■ **Task objective**
Copy out all the entries exactly.

■ **Point placement records**
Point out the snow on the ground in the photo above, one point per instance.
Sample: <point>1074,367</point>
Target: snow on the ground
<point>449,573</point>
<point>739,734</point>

■ **Response for this exercise**
Point out the snow on the ground in the photo above, one point per instance.
Sample: <point>1074,367</point>
Target: snow on the ground
<point>449,573</point>
<point>739,734</point>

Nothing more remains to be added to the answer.